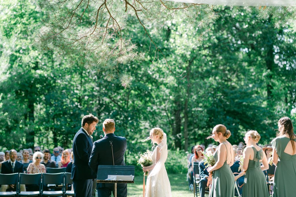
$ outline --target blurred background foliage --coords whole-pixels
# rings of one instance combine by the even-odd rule
[[[194,41],[200,33],[186,26],[186,18],[167,21],[152,35],[169,64],[177,65],[171,72],[162,57],[152,64],[155,51],[141,24],[129,17],[126,35],[146,54],[144,60],[121,65],[132,77],[125,89],[104,73],[70,66],[67,56],[37,50],[32,43],[46,16],[33,2],[1,4],[0,147],[71,147],[81,118],[91,113],[99,120],[95,140],[105,119],[115,120],[116,134],[127,140],[129,165],[151,147],[139,141],[152,128],[162,128],[170,149],[168,170],[185,173],[185,152],[214,143],[205,139],[217,124],[230,130],[233,144],[251,129],[264,144],[275,137],[280,118],[295,123],[296,35],[288,25],[275,29],[271,16],[263,19],[240,7],[219,6],[220,16],[200,44]],[[183,79],[174,74],[182,73]]]

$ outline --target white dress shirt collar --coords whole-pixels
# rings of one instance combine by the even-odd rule
[[[10,159],[9,160],[9,162],[10,162],[10,163],[11,164],[11,165],[12,165],[12,163],[13,163],[13,164],[15,165],[15,162],[16,162],[16,160],[14,162],[12,162],[12,161],[11,161],[11,160],[10,160]]]

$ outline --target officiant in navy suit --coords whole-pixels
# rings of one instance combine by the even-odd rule
[[[126,139],[123,137],[116,136],[115,122],[112,119],[106,119],[103,123],[103,131],[105,136],[94,143],[94,147],[89,159],[89,164],[91,170],[96,174],[99,165],[113,165],[112,151],[110,142],[112,142],[114,158],[114,165],[125,165],[124,154],[126,150]],[[114,194],[113,183],[99,183],[97,185],[98,196],[100,197],[110,197],[111,191]],[[126,183],[118,183],[118,197],[127,196]]]
[[[91,135],[99,122],[98,118],[91,114],[83,116],[82,127],[73,139],[74,162],[72,167],[71,179],[73,180],[75,197],[91,197],[93,180],[96,178],[89,166],[93,141]]]

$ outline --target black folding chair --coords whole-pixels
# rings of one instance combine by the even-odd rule
[[[274,165],[268,164],[268,169],[266,170],[266,181],[267,184],[267,188],[268,189],[268,192],[270,193],[270,190],[269,189],[270,185],[273,185],[274,182],[271,181],[268,179],[268,175],[274,175],[274,172],[276,171],[276,166]]]
[[[19,196],[39,196],[41,193],[41,173],[24,174],[20,173],[20,181],[19,182]],[[39,186],[38,191],[21,191],[20,185],[36,185]]]
[[[60,167],[59,168],[47,167],[46,173],[48,174],[56,174],[57,173],[64,173],[66,172],[66,167]],[[49,184],[46,185],[47,188],[51,189],[60,190],[62,188],[62,186],[53,184]]]
[[[16,191],[0,192],[0,196],[16,196],[17,195],[18,173],[4,174],[0,174],[0,185],[15,185]]]
[[[65,183],[64,184],[65,185],[65,190],[64,192],[64,196],[74,196],[74,191],[71,191],[71,188],[70,189],[68,188],[68,185],[69,184],[73,184],[73,181],[71,179],[71,173],[69,172],[65,173]]]
[[[195,175],[200,174],[200,170],[198,168],[198,162],[193,162],[193,185],[195,190],[195,193],[197,197],[197,193],[199,193],[200,178],[196,177]]]
[[[42,196],[63,196],[64,191],[64,173],[49,174],[43,173],[42,175]],[[53,184],[62,187],[62,191],[44,191],[44,185]]]
[[[56,168],[53,167],[46,168],[46,173],[48,174],[56,174],[57,173],[62,173],[66,172],[66,169],[67,168],[59,167]]]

-- What is asked --
Set the data above down again exactly as given, with no pictures.

-- Exercise response --
$ outline --target blurred background foliage --coords whole-pixels
# rings of one instance combine by the even-odd rule
[[[194,41],[200,33],[186,26],[186,18],[167,21],[152,35],[169,64],[177,65],[171,72],[162,57],[152,64],[155,51],[141,24],[129,17],[126,35],[146,54],[144,60],[121,65],[132,77],[125,89],[104,73],[70,66],[67,56],[37,50],[32,43],[46,16],[33,2],[1,4],[0,147],[71,147],[81,118],[91,113],[99,120],[95,140],[105,119],[115,120],[116,134],[127,140],[129,165],[151,147],[139,141],[152,128],[162,128],[170,149],[168,170],[185,173],[185,152],[214,143],[205,139],[217,124],[230,130],[233,144],[251,129],[264,144],[275,137],[280,118],[295,123],[296,35],[288,25],[275,29],[271,16],[263,19],[240,7],[219,6],[220,16],[200,44]],[[183,79],[174,74],[182,73]]]

$ outline --target white dress shirt collar --coords whole-pixels
# rings of one instance combine by the even-odd rule
[[[10,159],[9,160],[9,162],[10,162],[10,163],[11,164],[11,165],[12,165],[12,163],[13,163],[13,164],[15,165],[15,162],[16,162],[16,160],[14,162],[12,162],[12,161],[11,161],[11,160],[10,160]]]

$ outline --target officiant in navy suit --coords whole-pixels
# rings of one instance combine by the even-odd rule
[[[126,139],[123,137],[116,136],[115,122],[112,119],[106,119],[103,123],[103,131],[105,136],[94,143],[94,147],[89,159],[89,164],[91,170],[96,174],[99,165],[113,165],[112,151],[110,142],[112,142],[114,158],[114,165],[125,165],[124,154],[126,150]],[[114,194],[113,183],[99,183],[97,185],[98,196],[100,197],[110,197],[111,191]],[[126,183],[118,183],[118,197],[127,196]]]
[[[91,135],[99,122],[98,118],[91,114],[83,116],[82,127],[73,139],[74,162],[72,167],[71,179],[73,180],[75,197],[91,197],[93,180],[96,178],[89,166],[93,141]]]

$ outline --target black folding chair --coords whole-pixels
# rings of one instance combine by the even-odd rule
[[[274,165],[268,164],[268,169],[266,170],[266,181],[267,184],[267,188],[268,189],[268,192],[270,193],[270,190],[269,189],[270,185],[273,185],[274,182],[271,181],[268,179],[268,175],[274,175],[274,172],[276,171],[276,166]]]
[[[19,196],[39,196],[41,193],[41,173],[24,174],[20,173],[20,181],[19,182]],[[39,186],[38,191],[21,191],[20,185],[36,185]]]
[[[60,167],[59,168],[47,167],[46,173],[48,174],[56,174],[57,173],[64,173],[66,172],[66,167]],[[49,184],[46,185],[47,188],[51,189],[60,190],[62,188],[62,186],[53,184]]]
[[[16,191],[0,192],[0,196],[16,196],[17,195],[18,173],[4,174],[0,174],[0,185],[15,185]]]
[[[65,183],[64,184],[65,185],[65,190],[64,192],[64,196],[74,196],[74,191],[71,191],[71,188],[70,189],[68,188],[68,185],[69,184],[73,184],[73,181],[71,179],[71,173],[69,172],[65,173]]]
[[[195,175],[200,174],[200,170],[198,168],[198,162],[193,162],[193,185],[195,190],[195,193],[197,197],[197,193],[199,193],[200,178],[196,177]]]
[[[42,196],[63,196],[64,191],[64,173],[49,174],[43,173],[42,175]],[[53,184],[62,187],[62,191],[44,191],[44,185]]]
[[[56,168],[53,167],[46,168],[46,173],[48,174],[56,174],[57,173],[62,173],[66,172],[66,169],[67,168],[59,167]]]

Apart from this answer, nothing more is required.